GOAL OF THE EXERCISE: After locating the line that contains "Each <instance> block" in the data below, set down exactly that line and each one after it through the line that contains "562L266 559L237 522L193", and nothing more.

WORKING DATA:
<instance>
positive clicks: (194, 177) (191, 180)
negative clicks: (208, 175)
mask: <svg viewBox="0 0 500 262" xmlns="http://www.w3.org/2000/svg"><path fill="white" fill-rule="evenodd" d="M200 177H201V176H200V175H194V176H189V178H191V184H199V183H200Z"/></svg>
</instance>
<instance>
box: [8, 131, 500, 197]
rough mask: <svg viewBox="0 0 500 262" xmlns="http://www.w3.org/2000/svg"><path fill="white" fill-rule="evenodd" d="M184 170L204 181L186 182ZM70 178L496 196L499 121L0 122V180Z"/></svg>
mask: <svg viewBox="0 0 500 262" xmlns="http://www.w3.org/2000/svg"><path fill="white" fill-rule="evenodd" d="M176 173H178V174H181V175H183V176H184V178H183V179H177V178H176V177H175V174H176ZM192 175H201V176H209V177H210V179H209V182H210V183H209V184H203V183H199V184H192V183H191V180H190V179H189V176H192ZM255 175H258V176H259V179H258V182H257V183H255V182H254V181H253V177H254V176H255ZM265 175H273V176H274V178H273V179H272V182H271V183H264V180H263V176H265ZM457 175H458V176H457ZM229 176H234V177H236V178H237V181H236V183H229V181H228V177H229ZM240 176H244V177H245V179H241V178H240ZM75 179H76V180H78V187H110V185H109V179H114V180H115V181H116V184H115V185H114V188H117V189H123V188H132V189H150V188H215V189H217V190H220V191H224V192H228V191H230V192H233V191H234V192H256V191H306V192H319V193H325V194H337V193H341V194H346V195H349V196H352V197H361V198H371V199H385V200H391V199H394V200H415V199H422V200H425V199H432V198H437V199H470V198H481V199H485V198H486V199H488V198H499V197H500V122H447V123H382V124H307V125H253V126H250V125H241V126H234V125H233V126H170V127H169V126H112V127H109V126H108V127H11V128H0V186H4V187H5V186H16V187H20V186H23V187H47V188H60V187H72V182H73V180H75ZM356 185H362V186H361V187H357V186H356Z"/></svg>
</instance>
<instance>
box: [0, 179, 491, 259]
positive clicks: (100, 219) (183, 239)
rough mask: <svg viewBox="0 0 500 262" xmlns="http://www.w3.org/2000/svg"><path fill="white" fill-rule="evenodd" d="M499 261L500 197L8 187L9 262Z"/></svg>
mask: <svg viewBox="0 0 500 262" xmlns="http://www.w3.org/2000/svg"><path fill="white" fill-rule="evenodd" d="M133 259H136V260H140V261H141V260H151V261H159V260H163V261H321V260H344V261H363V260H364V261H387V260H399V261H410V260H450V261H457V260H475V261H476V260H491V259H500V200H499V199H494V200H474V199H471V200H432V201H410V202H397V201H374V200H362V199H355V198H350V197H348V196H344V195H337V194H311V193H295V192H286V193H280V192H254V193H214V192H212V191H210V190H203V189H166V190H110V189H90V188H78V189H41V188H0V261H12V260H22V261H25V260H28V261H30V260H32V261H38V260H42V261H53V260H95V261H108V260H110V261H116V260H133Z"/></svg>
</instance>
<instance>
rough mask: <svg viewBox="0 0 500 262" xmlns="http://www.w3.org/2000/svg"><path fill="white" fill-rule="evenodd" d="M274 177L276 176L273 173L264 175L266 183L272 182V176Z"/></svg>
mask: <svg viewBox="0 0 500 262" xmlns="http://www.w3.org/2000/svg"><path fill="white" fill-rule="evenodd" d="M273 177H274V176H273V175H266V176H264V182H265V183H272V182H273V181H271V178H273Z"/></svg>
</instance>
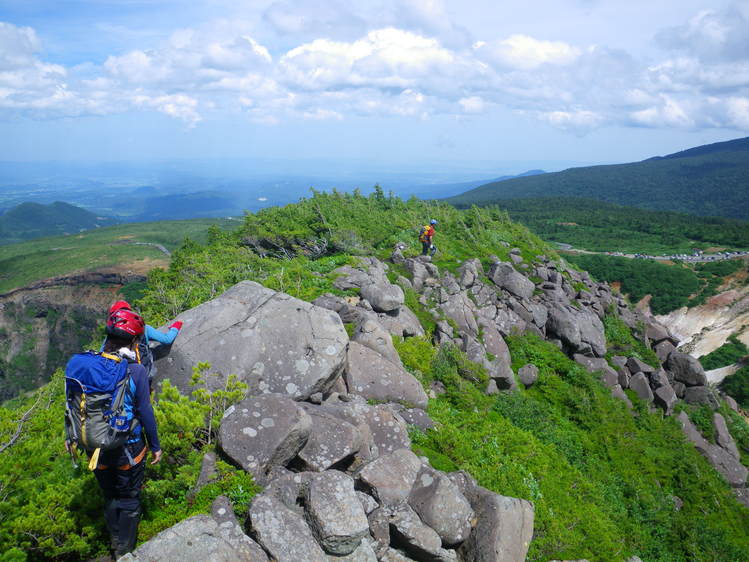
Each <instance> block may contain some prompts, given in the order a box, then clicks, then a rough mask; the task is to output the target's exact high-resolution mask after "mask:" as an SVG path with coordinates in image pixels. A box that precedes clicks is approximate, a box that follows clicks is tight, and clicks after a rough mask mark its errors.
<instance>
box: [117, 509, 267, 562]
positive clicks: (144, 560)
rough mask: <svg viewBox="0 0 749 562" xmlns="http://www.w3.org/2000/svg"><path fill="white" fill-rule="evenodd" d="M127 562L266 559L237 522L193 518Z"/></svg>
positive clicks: (163, 531) (143, 546) (261, 561)
mask: <svg viewBox="0 0 749 562" xmlns="http://www.w3.org/2000/svg"><path fill="white" fill-rule="evenodd" d="M127 559H129V560H131V561H140V562H172V561H173V560H211V561H212V562H213V561H216V562H233V561H237V560H240V561H244V562H267V561H268V556H267V555H266V554H265V552H263V549H262V548H260V546H258V544H257V543H256V542H255V541H253V540H252V539H251V538H250V537H248V536H247V535H245V534H244V532H243V531H242V529H241V527H240V526H239V525H238V524H237V523H236V522H232V521H225V522H223V523H221V524H219V523H218V522H217V521H216V520H215V519H214V518H213V517H210V516H208V515H195V516H193V517H190V518H189V519H185V520H184V521H181V522H180V523H177V524H176V525H174V526H173V527H170V528H169V529H166V530H165V531H162V532H161V533H159V534H158V535H156V536H155V537H153V538H152V539H151V540H149V541H147V542H145V543H143V544H142V545H140V546H139V547H138V548H137V549H136V550H135V551H134V552H133V553H132V554H130V555H129V556H128V558H127Z"/></svg>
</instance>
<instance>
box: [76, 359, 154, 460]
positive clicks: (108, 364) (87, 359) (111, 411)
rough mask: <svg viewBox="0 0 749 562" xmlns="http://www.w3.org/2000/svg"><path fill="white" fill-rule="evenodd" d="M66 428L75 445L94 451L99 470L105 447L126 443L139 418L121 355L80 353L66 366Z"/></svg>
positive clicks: (106, 449) (129, 382) (123, 359)
mask: <svg viewBox="0 0 749 562" xmlns="http://www.w3.org/2000/svg"><path fill="white" fill-rule="evenodd" d="M65 387H66V392H65V394H66V401H65V432H66V436H67V440H68V441H70V442H71V446H78V447H80V448H82V449H85V450H86V451H87V452H89V453H92V456H91V460H90V462H89V465H88V468H89V470H95V469H96V467H97V465H98V463H99V455H100V453H101V451H102V450H104V451H107V450H110V449H115V448H117V447H121V446H122V445H124V444H125V443H126V442H127V440H128V439H129V438H130V436H131V434H132V432H133V430H135V429H136V427H137V426H138V424H139V422H138V420H137V419H136V418H135V412H134V408H133V404H132V400H126V394H127V393H128V392H130V391H131V388H130V387H131V377H130V370H129V369H128V364H127V361H126V360H125V359H123V358H122V357H120V356H119V355H113V354H110V353H96V352H94V351H87V352H85V353H76V354H75V355H74V356H73V357H72V358H71V359H70V361H68V364H67V366H66V367H65Z"/></svg>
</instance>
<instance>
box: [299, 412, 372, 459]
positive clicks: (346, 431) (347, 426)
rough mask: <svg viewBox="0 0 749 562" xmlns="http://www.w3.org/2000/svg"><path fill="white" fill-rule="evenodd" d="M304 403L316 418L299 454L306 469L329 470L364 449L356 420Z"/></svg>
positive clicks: (311, 427)
mask: <svg viewBox="0 0 749 562" xmlns="http://www.w3.org/2000/svg"><path fill="white" fill-rule="evenodd" d="M302 407H303V408H304V410H305V411H306V412H307V414H308V415H309V416H310V418H311V419H312V423H311V427H310V432H309V438H308V439H307V443H305V445H304V447H303V448H302V450H301V451H299V455H298V456H299V459H300V460H301V461H302V462H303V463H304V466H305V468H306V470H312V471H316V472H321V471H323V470H327V469H328V468H330V467H332V466H333V465H335V464H338V463H340V462H341V461H343V460H345V459H348V458H350V457H353V456H354V455H355V454H356V453H357V452H358V451H359V450H360V449H361V446H362V437H361V434H360V433H359V430H358V429H357V428H356V427H354V426H353V425H352V424H350V423H348V422H346V421H343V420H341V419H339V418H336V417H335V416H333V415H332V414H329V413H327V412H325V411H324V410H323V409H322V408H316V407H314V406H310V405H305V406H302Z"/></svg>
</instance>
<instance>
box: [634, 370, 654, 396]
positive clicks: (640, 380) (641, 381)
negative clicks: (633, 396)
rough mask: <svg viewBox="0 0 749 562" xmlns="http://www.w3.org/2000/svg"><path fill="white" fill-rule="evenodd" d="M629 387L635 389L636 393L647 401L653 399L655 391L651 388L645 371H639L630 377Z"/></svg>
mask: <svg viewBox="0 0 749 562" xmlns="http://www.w3.org/2000/svg"><path fill="white" fill-rule="evenodd" d="M629 388H631V389H632V390H634V391H635V394H637V396H639V397H640V398H641V399H642V400H644V401H645V402H647V403H650V402H652V401H653V391H652V390H651V389H650V383H649V382H648V377H646V376H645V373H637V374H635V375H632V378H631V379H629Z"/></svg>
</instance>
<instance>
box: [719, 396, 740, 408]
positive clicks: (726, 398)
mask: <svg viewBox="0 0 749 562" xmlns="http://www.w3.org/2000/svg"><path fill="white" fill-rule="evenodd" d="M722 398H723V400H724V402H725V403H726V404H727V405H728V407H729V408H731V409H732V410H733V411H734V412H738V411H739V405H738V404H737V403H736V400H734V399H733V397H731V396H729V395H728V394H723V395H722Z"/></svg>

RESULT OF THIS EXERCISE:
Each <instance> block may contain some prompts, given in the order a box, then clicks, then a rough mask; the task is to output the target's exact high-resolution mask after "mask:" as an SVG path with coordinates in image pixels. A box that precedes clicks is approximate, a box that follows clicks is tight, and clicks after a rough mask mark its errors.
<instance>
box: [117, 509, 267, 562]
positive clicks: (144, 560)
rough mask: <svg viewBox="0 0 749 562" xmlns="http://www.w3.org/2000/svg"><path fill="white" fill-rule="evenodd" d="M127 562L266 559L237 522L193 518Z"/></svg>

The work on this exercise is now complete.